Location labeling records
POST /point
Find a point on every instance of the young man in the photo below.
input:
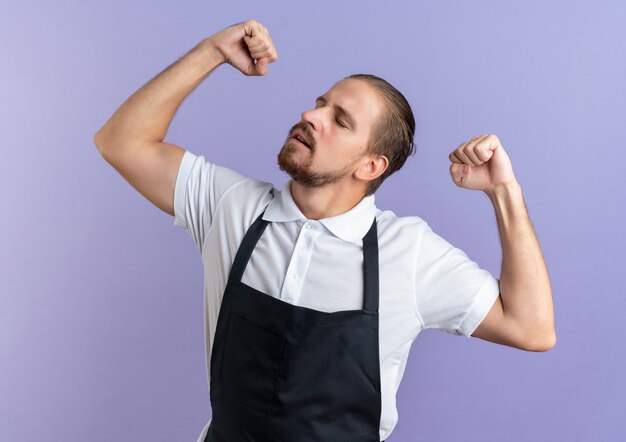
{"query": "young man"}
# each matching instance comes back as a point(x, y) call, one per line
point(313, 296)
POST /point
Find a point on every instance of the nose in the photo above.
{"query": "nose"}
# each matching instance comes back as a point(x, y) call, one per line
point(312, 117)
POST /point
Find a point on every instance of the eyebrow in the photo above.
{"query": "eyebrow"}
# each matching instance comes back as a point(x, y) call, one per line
point(340, 111)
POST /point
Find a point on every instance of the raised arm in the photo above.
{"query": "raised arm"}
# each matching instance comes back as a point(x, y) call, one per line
point(523, 314)
point(132, 139)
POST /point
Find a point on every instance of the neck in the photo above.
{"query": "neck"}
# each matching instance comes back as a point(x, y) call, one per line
point(323, 202)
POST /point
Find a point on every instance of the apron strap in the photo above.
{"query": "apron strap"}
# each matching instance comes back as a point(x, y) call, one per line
point(370, 260)
point(370, 269)
point(247, 246)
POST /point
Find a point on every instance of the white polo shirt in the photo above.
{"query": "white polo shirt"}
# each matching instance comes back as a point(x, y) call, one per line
point(425, 282)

**Set task:**
Lay out every line of the records above as a JSON list of strings, one string per line, skipping blank lines. Leave the pictures out.

**Full answer:**
[
  "POST /point",
  "Find a point on every instance of the young man in the photo below.",
  "input:",
  "{\"query\": \"young man\"}",
  "# each matching instance comes back as a point(x, y) call, one per line",
  "point(313, 296)",
  "POST /point",
  "Find a point on every instance of the nose in the photo above.",
  "{\"query\": \"nose\"}",
  "# each matching instance comes back as a point(x, y) call, one per line",
  "point(312, 117)",
  "POST /point",
  "Find a point on every instance of the eyebrow in the photo above.",
  "{\"query\": \"eyebrow\"}",
  "# each matching instance comes back as a point(x, y) call, one per line",
  "point(340, 111)",
  "POST /point",
  "Find a point on every instance of the raised arm in the photo above.",
  "{\"query\": \"raised arm\"}",
  "# each matching instance comes back as a point(x, y) call, one per line",
  "point(523, 314)",
  "point(132, 139)",
  "POST /point",
  "Find a point on every instance of the neck in the photo above.",
  "{\"query\": \"neck\"}",
  "# each matching instance comes back as a point(x, y) call, one per line",
  "point(323, 202)",
  "POST /point",
  "Find a point on every instance of the apron strap in the photo above.",
  "{\"query\": \"apron strap\"}",
  "# each matching instance comes back as a point(x, y) call, one per line",
  "point(370, 260)",
  "point(370, 269)",
  "point(247, 246)",
  "POST /point",
  "Find a point on every instance of the white polo shirt in the photo above.",
  "{\"query\": \"white polo shirt\"}",
  "# each matching instance comes back as a point(x, y) call, one per line",
  "point(425, 282)"
]